所给文本:
LeetCode OJ 222. Count Complete Tree Nodes

Total Accepted: 32628 Total Submissions: 129569 Difficulty: Medium

Given a complete binary tree, count the number of nodes.

Definition of a complete binary tree from Wikipedia:
In a complete binary tree every level, except possibly the last, is completely filled, and all nodes in the last level are as far left as possible. It can have between 1 and 2h nodes inclusive at the last level h.

如果用暴力递归来计算节点总数，那么会超时，时间复杂度是O(N)。由于我们求的是完全二叉树的节点数，如果用求普通二叉树的方法来解决肯定是不合适的。完全二叉树的一些特点可能成为我们解决该问题的思路：如果一个节点的左子树的深度和右子树的深度一样，那么以该节点为根节点的树的节点数为：h²-1。最好情况下的时间复杂度为O(h)，其它情况的时间复杂度为O(h²)。代码如下：

/**
 * Definition for a binary tree node.
 * public class TreeNode {
 *     int val;
 *     TreeNode left;
 *     TreeNode right;
 *     TreeNode(int x) { val = x; }
 * }
 */
public class Solution {
    public int countNodes(TreeNode root) {  
        if(root==null) return 0;  
          
        int l = getLeft(root) + 1;  
        int r = getRight(root) + 1;  
          
        if(l==r) {  
            return (2<<(l-1)) - 1;  
        } else {  
            return countNodes(root.left) + countNodes(root.right) + 1;  
        }  
    }  
      
    private int getLeft(TreeNode root) {  
        int count = 0;  
        while(root.left!=null) {  
            root = root.left;  
            ++count;  
        }  
        return count;  
    }  
      
    private int getRight(TreeNode root) {  
        int count = 0;  
        while(root.right!=null) {  
            root = root.right;  
            ++count;  
        }  
        return count;  
    }  
}

练习说明:
修改节点计数文本：从包含“Given a complete binary tree, count”的语句开始，到“binary tree node.”为止，把其中的“暴力递归”改为“朴素递归”后写出这一段。 本练习用不到下方的记录。

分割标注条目
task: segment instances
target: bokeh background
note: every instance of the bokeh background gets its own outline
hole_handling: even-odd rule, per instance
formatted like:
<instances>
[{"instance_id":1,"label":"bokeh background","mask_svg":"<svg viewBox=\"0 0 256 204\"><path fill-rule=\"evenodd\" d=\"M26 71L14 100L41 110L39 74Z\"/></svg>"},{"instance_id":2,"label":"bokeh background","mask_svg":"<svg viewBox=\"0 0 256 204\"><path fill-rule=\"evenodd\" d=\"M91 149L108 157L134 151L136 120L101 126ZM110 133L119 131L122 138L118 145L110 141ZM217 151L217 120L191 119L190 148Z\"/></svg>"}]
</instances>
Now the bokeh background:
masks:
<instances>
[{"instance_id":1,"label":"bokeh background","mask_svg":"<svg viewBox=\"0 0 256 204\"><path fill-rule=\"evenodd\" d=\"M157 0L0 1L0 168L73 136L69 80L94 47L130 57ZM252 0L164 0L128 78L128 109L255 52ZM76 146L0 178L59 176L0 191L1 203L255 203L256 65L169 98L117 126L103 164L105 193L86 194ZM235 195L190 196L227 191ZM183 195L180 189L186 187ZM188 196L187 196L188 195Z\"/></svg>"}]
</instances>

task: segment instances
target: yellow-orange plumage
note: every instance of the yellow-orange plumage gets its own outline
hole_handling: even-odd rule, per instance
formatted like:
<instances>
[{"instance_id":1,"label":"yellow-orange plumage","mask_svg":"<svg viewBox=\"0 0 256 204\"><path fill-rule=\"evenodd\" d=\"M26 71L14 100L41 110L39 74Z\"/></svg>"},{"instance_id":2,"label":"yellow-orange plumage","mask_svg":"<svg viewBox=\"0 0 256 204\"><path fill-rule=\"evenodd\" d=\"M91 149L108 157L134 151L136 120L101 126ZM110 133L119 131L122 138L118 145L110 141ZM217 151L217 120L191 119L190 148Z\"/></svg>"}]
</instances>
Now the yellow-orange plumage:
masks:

参考解答:
Given a complete binary tree, count the number of nodes.

Definition of a complete binary tree from Wikipedia:
In a complete binary tree every level, except possibly the last, is completely filled, and all nodes in the last level are as far left as possible. It can have between 1 and 2h nodes inclusive at the last level h.

如果用朴素递归来计算节点总数，那么会超时，时间复杂度是O(N)。由于我们求的是完全二叉树的节点数，如果用求普通二叉树的方法来解决肯定是不合适的。完全二叉树的一些特点可能成为我们解决该问题的思路：如果一个节点的左子树的深度和右子树的深度一样，那么以该节点为根节点的树的节点数为：h²-1。最好情况下的时间复杂度为O(h)，其它情况的时间复杂度为O(h²)。代码如下：

/**
 * Definition for a binary tree node.